The problem ->
Lay out every line of the items below as a JSON list of strings, one string per line, skipping blank lines. Leave the pictures out of the list.

(Records)
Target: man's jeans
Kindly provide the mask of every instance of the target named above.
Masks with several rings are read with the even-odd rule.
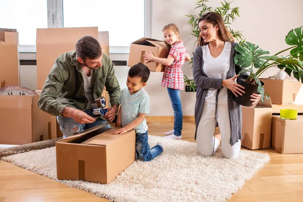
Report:
[[[171,88],[167,88],[168,95],[172,102],[172,106],[174,109],[174,116],[175,122],[174,123],[174,134],[176,136],[181,135],[183,125],[183,113],[182,112],[182,106],[180,98],[180,90],[176,90]]]
[[[92,110],[86,109],[83,112],[92,117],[95,117],[92,114]],[[76,122],[73,118],[70,117],[56,117],[58,123],[60,125],[60,130],[63,133],[63,138],[79,133],[84,130],[88,129],[92,127],[107,123],[101,119],[96,119],[94,122],[88,124],[80,124]],[[111,128],[110,125],[108,125],[105,128]]]
[[[163,152],[161,145],[157,144],[149,149],[147,131],[136,133],[136,158],[143,161],[152,161]]]

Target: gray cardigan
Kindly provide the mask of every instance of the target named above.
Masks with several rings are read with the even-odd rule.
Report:
[[[235,46],[237,43],[231,43],[231,52],[229,70],[227,72],[226,78],[229,79],[235,76],[235,73],[238,74],[241,68],[235,65],[234,56],[236,54]],[[222,89],[222,79],[214,79],[208,77],[203,70],[203,51],[201,46],[197,47],[193,55],[193,80],[197,86],[196,103],[194,110],[194,117],[196,129],[194,139],[197,135],[197,128],[201,118],[204,100],[209,88]],[[230,145],[233,145],[242,138],[242,111],[240,105],[232,99],[232,92],[227,90],[227,99],[229,120],[230,122]]]

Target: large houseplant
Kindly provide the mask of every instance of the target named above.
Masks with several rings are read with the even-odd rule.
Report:
[[[249,106],[243,104],[249,103],[250,95],[252,92],[260,93],[262,95],[262,100],[264,101],[264,94],[268,99],[268,95],[264,91],[264,84],[259,80],[259,77],[266,70],[272,67],[277,67],[284,71],[289,76],[291,73],[298,81],[303,83],[303,30],[302,26],[290,30],[285,37],[286,43],[290,47],[280,51],[272,56],[269,56],[269,52],[263,50],[258,45],[248,41],[239,43],[235,47],[238,54],[236,55],[234,60],[236,65],[242,69],[239,74],[243,72],[248,73],[245,77],[239,77],[238,83],[240,85],[246,83],[255,88],[255,91],[247,90],[245,87],[245,93],[242,96],[234,96],[235,102],[241,105]],[[289,55],[286,56],[279,55],[287,50],[290,50]],[[253,67],[257,69],[254,72]],[[248,99],[245,100],[245,99]]]
[[[211,7],[207,6],[206,4],[207,2],[209,2],[209,0],[199,0],[196,3],[196,7],[194,8],[194,10],[200,10],[198,15],[186,15],[187,17],[190,18],[188,22],[187,22],[187,24],[192,27],[191,34],[196,37],[196,42],[198,41],[200,34],[199,31],[199,18],[204,14],[209,12],[214,12],[219,13],[222,16],[226,28],[229,30],[233,36],[238,41],[243,40],[244,36],[238,30],[232,29],[230,26],[231,23],[235,20],[236,17],[239,17],[239,7],[231,8],[230,4],[231,2],[224,0],[224,2],[221,2],[221,7],[217,7],[213,10]],[[192,54],[193,55],[193,53]],[[191,68],[192,68],[192,58],[189,62],[189,64],[191,65]],[[192,86],[195,85],[193,79],[188,79],[186,75],[184,75],[184,83],[186,86],[187,85],[187,84],[190,84]],[[194,91],[195,91],[195,88]]]

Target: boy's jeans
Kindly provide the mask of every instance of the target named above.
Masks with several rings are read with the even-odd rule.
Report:
[[[136,133],[136,158],[143,161],[152,161],[163,152],[163,148],[157,144],[149,149],[147,131]]]
[[[181,135],[181,131],[182,130],[183,124],[183,113],[180,98],[180,90],[167,88],[167,91],[172,102],[172,106],[174,109],[174,116],[175,117],[175,122],[174,123],[175,132],[174,134],[176,136],[180,136]]]
[[[92,114],[92,110],[86,109],[83,110],[83,112],[87,114],[92,117],[95,116]],[[60,124],[60,130],[63,133],[63,138],[75,135],[79,133],[84,130],[91,128],[92,127],[103,124],[107,123],[106,121],[101,119],[96,119],[94,122],[88,124],[80,124],[76,122],[73,118],[70,117],[56,117],[58,123]],[[105,128],[111,128],[110,125],[108,125],[104,127]]]

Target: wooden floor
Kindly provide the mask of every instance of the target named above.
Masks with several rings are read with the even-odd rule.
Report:
[[[173,129],[170,117],[147,119],[150,134],[163,136]],[[194,141],[194,123],[185,119],[182,139]],[[242,149],[245,148],[242,147]],[[281,155],[271,149],[258,150],[271,160],[229,201],[303,201],[303,154]],[[89,193],[0,162],[0,202],[106,201]]]

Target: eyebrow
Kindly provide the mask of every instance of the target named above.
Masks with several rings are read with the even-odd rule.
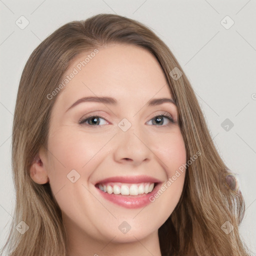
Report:
[[[76,105],[78,105],[80,103],[84,102],[98,102],[103,103],[104,104],[108,104],[111,105],[116,105],[118,104],[117,100],[114,98],[111,97],[84,97],[76,100],[68,108],[68,110],[66,110],[66,112],[70,108],[74,108]],[[160,105],[161,104],[163,104],[164,103],[166,102],[171,103],[176,106],[176,103],[174,102],[174,100],[172,98],[153,98],[147,102],[147,106],[156,106],[158,105]]]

Complete answer ->
[
  "Target: man's jeans",
  "Kindly provide the mask of every instance of the target named above.",
  "Masks with several rings are read with the even-odd rule.",
  "Report:",
  "[[[171,88],[167,88],[168,95],[172,102],[172,106],[174,109],[174,116],[175,122],[174,123],[174,134],[176,136],[181,135],[183,125],[183,113],[182,112],[182,106],[180,98],[180,90],[176,90]]]",
  "[[[92,110],[86,109],[83,112],[92,117],[95,117],[92,114]],[[76,122],[73,118],[70,117],[56,117],[58,123],[60,125],[60,130],[63,133],[63,138],[79,133],[84,130],[88,129],[92,127],[107,123],[101,119],[96,119],[94,122],[88,124],[80,124]],[[111,128],[110,125],[108,125],[105,128]]]",
  "[[[163,152],[161,145],[157,144],[149,149],[147,131],[136,133],[136,158],[143,161],[152,161]]]",
  "Target: gray cardigan",
  "Kindly provide the mask of every instance of the target named above.",
  "Masks with several rings are read with the even-odd rule.",
  "Report:",
  "[[[235,46],[237,43],[231,43],[231,52],[229,70],[227,72],[226,78],[229,79],[235,76],[235,73],[238,74],[241,68],[235,65],[234,56],[236,54]],[[222,89],[222,79],[214,79],[208,77],[203,70],[203,51],[201,46],[197,47],[193,55],[193,80],[197,86],[196,103],[194,110],[194,117],[196,129],[194,139],[197,135],[197,128],[201,118],[204,100],[209,88]],[[230,145],[233,145],[242,138],[242,111],[240,105],[232,99],[232,92],[227,90],[227,99],[229,120],[230,122]]]",
  "Target: large houseplant",
  "Kindly provide the mask of every instance of the target named above.",
  "Masks with several rings are read with the even-odd rule.",
  "Report:",
  "[[[249,106],[243,104],[249,103],[250,95],[252,92],[260,93],[262,95],[262,100],[264,101],[264,94],[268,99],[268,95],[264,91],[264,84],[259,80],[259,77],[266,70],[272,67],[277,67],[284,71],[289,76],[291,73],[298,81],[303,83],[303,30],[302,26],[290,30],[285,37],[286,43],[290,47],[280,51],[272,56],[269,56],[269,52],[263,50],[258,45],[248,41],[239,43],[235,47],[238,54],[236,55],[234,60],[236,65],[242,69],[239,74],[243,72],[248,73],[245,77],[239,77],[238,83],[240,85],[246,83],[255,88],[255,91],[247,90],[245,87],[245,93],[242,96],[234,96],[235,102],[241,105]],[[289,55],[286,56],[279,55],[287,50],[290,50]],[[253,67],[257,69],[254,72]],[[248,99],[245,100],[245,99]]]",
  "[[[211,7],[207,6],[206,4],[207,2],[209,2],[209,0],[199,0],[196,3],[196,7],[194,8],[194,10],[200,10],[198,15],[186,15],[187,17],[190,18],[188,22],[187,22],[187,24],[192,27],[191,34],[196,37],[196,42],[198,41],[200,34],[199,31],[199,18],[204,14],[209,12],[214,12],[219,13],[222,16],[226,28],[229,30],[233,36],[238,41],[243,40],[244,36],[238,30],[232,29],[230,26],[231,23],[235,20],[236,17],[239,17],[239,7],[231,8],[230,4],[231,2],[224,0],[224,2],[221,2],[221,7],[217,7],[213,10]],[[192,54],[193,55],[193,53]],[[191,68],[192,68],[192,58],[189,62],[189,64],[191,65]],[[192,86],[195,85],[193,79],[188,79],[186,75],[184,75],[184,83],[186,86],[187,85],[187,84],[190,84]],[[194,91],[195,91],[195,88]]]",
  "Target: boy's jeans",
  "Kindly provide the mask of every instance of the target named above.",
  "Masks with several rings are read with the even-odd rule.",
  "Report:",
  "[[[136,133],[136,158],[143,161],[152,161],[163,152],[163,148],[157,144],[149,149],[147,131]]]",
  "[[[181,135],[181,131],[182,130],[183,124],[183,113],[180,98],[180,90],[167,88],[167,91],[172,102],[172,106],[174,109],[174,116],[175,117],[175,122],[174,123],[175,132],[174,134],[176,136],[180,136]]]",
  "[[[92,114],[92,110],[86,109],[83,110],[83,112],[87,114],[92,117],[95,116]],[[60,124],[60,130],[63,133],[63,138],[75,135],[79,133],[84,130],[91,128],[92,127],[103,124],[107,123],[106,121],[101,119],[96,119],[94,122],[88,124],[80,124],[76,122],[73,118],[70,117],[56,117],[58,123]],[[105,128],[111,128],[110,125],[108,125],[104,127]]]",
  "Target: wooden floor",
  "Kindly provide the mask of every instance of the target named above.",
  "Masks with several rings are read with the even-odd rule.",
  "Report:",
  "[[[173,129],[170,117],[147,119],[150,134],[163,136]],[[194,141],[194,123],[185,119],[182,139]],[[242,149],[245,148],[242,147]],[[281,155],[271,149],[258,150],[271,160],[229,201],[303,201],[303,154]],[[89,193],[0,162],[0,202],[106,201]]]",
  "Target: eyebrow",
  "Kindly provide the mask of every instance of the target named above.",
  "Masks with several rings are read with the even-odd rule.",
  "Report:",
  "[[[76,105],[78,105],[80,103],[84,102],[98,102],[103,103],[104,104],[108,104],[111,105],[116,105],[118,104],[117,100],[114,98],[111,97],[84,97],[76,100],[68,108],[68,110],[66,110],[66,112],[70,108],[74,108]],[[160,105],[161,104],[163,104],[164,103],[166,102],[171,103],[176,106],[176,103],[174,102],[174,100],[172,98],[153,98],[147,102],[147,106],[156,106],[158,105]]]"
]